DOCUMENT SECTION —
______________________________

It would be very helpful to reviewers to reorder the patches and only send
the bits that are absolutely mandatory for initial support.  For example,
AFAICT the SPP support and remote pages concept are largely performance
related and not functionally required.

Note, this wouldn't prevent you from carrying the series in its entirety
in your own branches.

Possible reordering:

  - Bug fixes (if any patches qualify as such)
  - Emulator changes
  - KVM preparatory patches
  - Basic instrospection functionality

------>8-------- cut the series here

  - Optional introspection functionality (if there is any)
  - SPP and introspection integration
  - Remote pages and introspection integration
Paolo Bonzini Aug. 13, 2019, 9:34 a.m. UTC | #3
On 09/08/19 17:59, Adalbert Lazăr wrote:
> 
> Patches 1-20: unroll a big part of the KVM introspection subsystem,
> sent in one patch in the previous versions.
> 
> Patches 21-24: extend the current page tracking code.
> 
> Patches 25-33: make use of page tracking to support the
> KVMI_SET_PAGE_ACCESS introspection command and the KVMI_EVENT_PF event
> (on EPT violations caused by the tracking settings).
> 
> Patches 34-42: include the SPP feature (Enable Sub-page
> Write Protection Support), already sent to KVM list:
> 
> 	https://lore.kernel.org/lkml/20190717133751.12910-1-weijiang.yang@intel.com/
> 
> Patches 43-46: add the commands needed to use SPP.
> 
> Patches 47-63: unroll almost all the rest of the introspection code.

______________________________

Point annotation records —
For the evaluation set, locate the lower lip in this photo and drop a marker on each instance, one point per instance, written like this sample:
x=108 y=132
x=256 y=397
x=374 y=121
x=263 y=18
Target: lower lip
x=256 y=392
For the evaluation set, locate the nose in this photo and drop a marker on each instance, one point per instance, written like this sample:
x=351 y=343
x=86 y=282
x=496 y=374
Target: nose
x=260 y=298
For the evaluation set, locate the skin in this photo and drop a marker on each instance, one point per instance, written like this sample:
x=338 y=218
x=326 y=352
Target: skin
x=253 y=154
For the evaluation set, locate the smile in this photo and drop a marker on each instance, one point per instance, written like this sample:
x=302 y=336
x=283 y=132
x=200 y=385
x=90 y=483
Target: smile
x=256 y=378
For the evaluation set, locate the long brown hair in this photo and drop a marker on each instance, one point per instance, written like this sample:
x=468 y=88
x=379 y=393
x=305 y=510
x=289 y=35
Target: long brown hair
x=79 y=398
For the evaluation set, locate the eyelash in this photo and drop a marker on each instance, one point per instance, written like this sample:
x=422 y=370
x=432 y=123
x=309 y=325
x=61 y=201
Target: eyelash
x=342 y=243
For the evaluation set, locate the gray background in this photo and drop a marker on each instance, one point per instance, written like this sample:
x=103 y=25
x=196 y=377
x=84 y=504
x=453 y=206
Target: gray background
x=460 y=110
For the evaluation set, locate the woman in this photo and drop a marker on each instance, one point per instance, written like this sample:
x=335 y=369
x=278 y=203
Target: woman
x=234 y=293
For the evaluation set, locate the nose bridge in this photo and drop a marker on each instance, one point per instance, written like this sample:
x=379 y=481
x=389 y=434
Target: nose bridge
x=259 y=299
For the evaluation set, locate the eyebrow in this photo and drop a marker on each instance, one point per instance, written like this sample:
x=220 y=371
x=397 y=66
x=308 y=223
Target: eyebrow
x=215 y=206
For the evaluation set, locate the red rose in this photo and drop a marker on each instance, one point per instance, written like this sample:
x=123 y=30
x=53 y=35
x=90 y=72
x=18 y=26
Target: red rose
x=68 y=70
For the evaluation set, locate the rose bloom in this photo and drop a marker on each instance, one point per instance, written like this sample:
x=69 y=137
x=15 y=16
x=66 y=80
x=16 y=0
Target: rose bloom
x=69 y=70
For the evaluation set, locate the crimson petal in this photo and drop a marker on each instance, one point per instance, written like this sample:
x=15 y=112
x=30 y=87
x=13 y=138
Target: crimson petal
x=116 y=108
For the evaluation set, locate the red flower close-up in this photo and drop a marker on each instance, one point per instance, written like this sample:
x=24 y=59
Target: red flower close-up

______________________________

WHAT IS ASKED —
[1] Can you reproduce, word for word, everything in the records from the line containing "For the evaluation set, locate the eyelash" down to the line containing "x=342 y=243", both of those lines included?
[2] How would the KVM introspection patch discussion go on after its last line? Write the continuation.

RESULTS BY TASK —
[1]
For the evaluation set, locate the eyelash in this photo and drop a marker on each instance, one point per instance, written like this sample:
x=422 y=370
x=432 y=123
x=309 y=325
x=61 y=201
Target: eyelash
x=342 y=243

[2]
> 
> Patches 64-67: add single-stepping, mostly as a way to overcome the
> unimplemented instructions, but also as a feature for the introspection
> tool.
> 
> Patches 68-70: cover more cases related to EPT violations.
> 
> Patches 71-73: add the remote mapping feature, allowing the introspection
> tool to map into its address space a page from guest memory.
> 
> Patches 74: add a fix to hypercall emulation.
> 
> Patches 75-76: disable some features/optimizations when the introspection
> code is present.
> 
> Patches 77-78: add trace functions for the introspection code and change
> some related to interrupts/exceptions injection.
> 
> Patches 79-92: new instruction for the x86 emulator, including cmpxchg
> fixes.

Thanks for the very good explanation.  Apart from the complicated flow
of KVM request handling and KVM reply, the main issue is the complete
lack of testcases.  There should be a kvmi_test in
tools/testing/selftests/kvm, and each patch adding a new ioctl or event
should add a new testcase.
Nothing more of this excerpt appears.